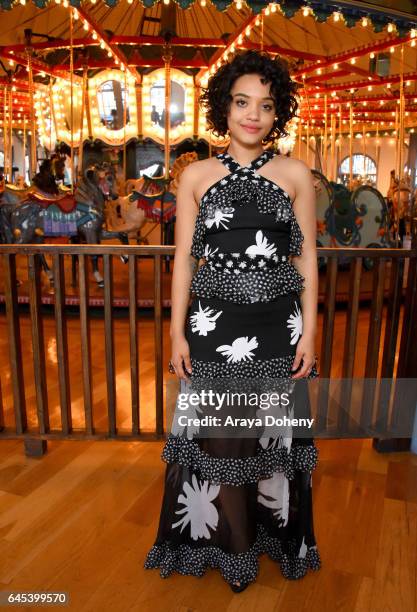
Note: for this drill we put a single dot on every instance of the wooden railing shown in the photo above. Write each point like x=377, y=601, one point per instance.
x=392, y=260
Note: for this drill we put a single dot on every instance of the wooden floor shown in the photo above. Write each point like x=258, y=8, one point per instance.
x=82, y=518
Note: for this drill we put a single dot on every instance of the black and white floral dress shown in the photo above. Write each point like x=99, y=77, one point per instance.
x=227, y=501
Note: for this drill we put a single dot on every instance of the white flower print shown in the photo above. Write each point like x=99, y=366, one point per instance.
x=204, y=319
x=199, y=509
x=295, y=324
x=240, y=349
x=220, y=218
x=274, y=493
x=261, y=247
x=209, y=252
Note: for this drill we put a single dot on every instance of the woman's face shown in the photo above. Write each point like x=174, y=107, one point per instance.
x=252, y=109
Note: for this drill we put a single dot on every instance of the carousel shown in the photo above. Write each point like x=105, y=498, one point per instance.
x=99, y=114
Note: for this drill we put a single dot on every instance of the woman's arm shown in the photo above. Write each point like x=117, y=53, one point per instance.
x=184, y=268
x=304, y=207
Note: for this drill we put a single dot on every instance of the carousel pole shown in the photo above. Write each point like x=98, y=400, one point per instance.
x=24, y=148
x=339, y=152
x=262, y=31
x=33, y=160
x=50, y=115
x=11, y=133
x=72, y=97
x=325, y=139
x=124, y=129
x=350, y=145
x=364, y=149
x=167, y=57
x=401, y=122
x=397, y=170
x=83, y=103
x=5, y=131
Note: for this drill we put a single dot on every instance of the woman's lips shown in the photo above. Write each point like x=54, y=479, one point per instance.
x=251, y=130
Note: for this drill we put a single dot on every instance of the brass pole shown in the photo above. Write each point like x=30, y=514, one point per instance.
x=5, y=132
x=11, y=133
x=83, y=103
x=333, y=145
x=24, y=148
x=33, y=160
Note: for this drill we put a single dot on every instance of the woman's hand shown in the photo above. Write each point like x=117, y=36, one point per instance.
x=306, y=353
x=180, y=359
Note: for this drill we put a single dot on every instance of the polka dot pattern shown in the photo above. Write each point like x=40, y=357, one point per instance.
x=260, y=285
x=194, y=561
x=242, y=470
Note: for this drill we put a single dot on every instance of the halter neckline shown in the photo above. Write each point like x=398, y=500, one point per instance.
x=256, y=163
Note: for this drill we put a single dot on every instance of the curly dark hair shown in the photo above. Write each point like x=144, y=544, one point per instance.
x=215, y=99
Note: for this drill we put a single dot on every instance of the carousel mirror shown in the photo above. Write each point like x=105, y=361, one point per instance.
x=177, y=106
x=111, y=97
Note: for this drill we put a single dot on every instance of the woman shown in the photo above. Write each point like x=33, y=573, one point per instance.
x=246, y=212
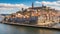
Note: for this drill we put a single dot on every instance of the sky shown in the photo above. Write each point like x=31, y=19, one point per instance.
x=12, y=6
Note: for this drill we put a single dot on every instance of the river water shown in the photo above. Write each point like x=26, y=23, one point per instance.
x=13, y=29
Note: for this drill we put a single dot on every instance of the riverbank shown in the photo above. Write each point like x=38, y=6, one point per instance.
x=29, y=25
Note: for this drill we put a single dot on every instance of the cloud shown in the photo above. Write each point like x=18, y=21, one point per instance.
x=54, y=4
x=11, y=8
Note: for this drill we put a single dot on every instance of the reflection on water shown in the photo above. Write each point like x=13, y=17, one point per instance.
x=12, y=29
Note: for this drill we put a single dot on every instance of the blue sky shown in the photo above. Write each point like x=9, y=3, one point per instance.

========================

** WRITTEN REQUEST **
Make an exact copy of every record, pictures excluded.

** OUTPUT BELOW **
Note: for this drill we put a single dot on every instance of the wooden railing shown in the photo above. Write each point like x=377, y=601, one point per instance.
x=392, y=260
Note: for this drill we put a single dot on every instance of the wooden floor shown in the photo above. Write each point like x=258, y=8, one point per instance.
x=82, y=518
Note: for this drill we put a single dot on every instance of the black and white floral dress shown in the photo above. Write each point like x=99, y=77, one point per instance.
x=227, y=501
Note: for this drill we put a single dot on every instance of the white flower print shown in the photo above. Write each point like x=99, y=366, one point per instance.
x=204, y=319
x=199, y=509
x=295, y=324
x=240, y=349
x=220, y=218
x=274, y=493
x=261, y=247
x=209, y=252
Note: for this drill we put a single dot on every instance of the woman's face shown in the photo above. Write each point like x=174, y=107, one point per instance.
x=252, y=109
Note: for this drill we put a single dot on every instance of the carousel shown in the photo above. Write each point like x=105, y=498, one point per instance.
x=99, y=114
Note: for this drill we put a single dot on every instance of the woman's arm shown in the photo above. Write each point like x=117, y=53, one point per instance.
x=184, y=268
x=304, y=207
Note: for this drill we put a single dot on every instance of the carousel pole shown in the photo above. Write each point like x=98, y=400, one point per instance.
x=24, y=148
x=339, y=152
x=262, y=31
x=33, y=160
x=50, y=115
x=11, y=133
x=72, y=97
x=325, y=139
x=124, y=129
x=350, y=145
x=364, y=149
x=167, y=57
x=401, y=122
x=397, y=170
x=83, y=103
x=5, y=131
Note: for this drill we put a single dot on every instance of the woman's lips shown in the photo above. Write each point like x=54, y=479, one point per instance.
x=251, y=130
Note: for this drill we put a single dot on every instance of the brass pole shown in the photo above. Write each point like x=30, y=514, one point per instance.
x=5, y=132
x=11, y=133
x=83, y=103
x=333, y=145
x=24, y=148
x=33, y=160
Note: for this drill we put a single dot on every instance of the woman's hand shown in the photo above. Write each point like x=117, y=36, one point per instance.
x=306, y=353
x=180, y=359
Note: for this drill we put a single dot on every instance of the polka dot pattern shown in the photo above. Write each point like x=40, y=357, one point per instance.
x=260, y=285
x=194, y=561
x=242, y=470
Note: for this drill we put a single dot on every instance of the halter neckline shown in the photo above. Write each point like x=398, y=500, one point per instance.
x=256, y=163
Note: for this drill we put a single dot on every instance of the curly dark hair shown in the photo above. Write each point like x=144, y=544, one point per instance.
x=215, y=99
Note: for this drill we put a single dot on every instance of the carousel mirror shown in the photo above. Write each point like x=105, y=361, one point per instance.
x=177, y=106
x=111, y=97
Note: for this drill we put a single dot on every instance of the woman shown in the photo above. Write each point like x=33, y=573, one point per instance.
x=246, y=212
Note: for this drill we put a single dot on every instance of the sky shown in the photo above. Write each point like x=31, y=19, one point per instance.
x=12, y=6
Note: for this drill we put a single dot on every instance of the river water shown in the photo above. Write each point like x=26, y=23, one point per instance.
x=13, y=29
Note: for this drill we put a single dot on every instance of the riverbank shown in the photo above. Write each point like x=38, y=6, one point per instance.
x=29, y=25
Note: for this drill we put a single dot on every instance of the cloud shown in the photo above. Write each point like x=18, y=21, one point per instance.
x=54, y=4
x=11, y=8
Note: for this drill we put a single dot on every instance of the reflection on water shown in the photo above. Write each point like x=13, y=17, one point per instance.
x=12, y=29
Note: for this drill we put a single dot on every instance of the blue sky shown in the photo above. Write each point like x=9, y=3, one point per instance.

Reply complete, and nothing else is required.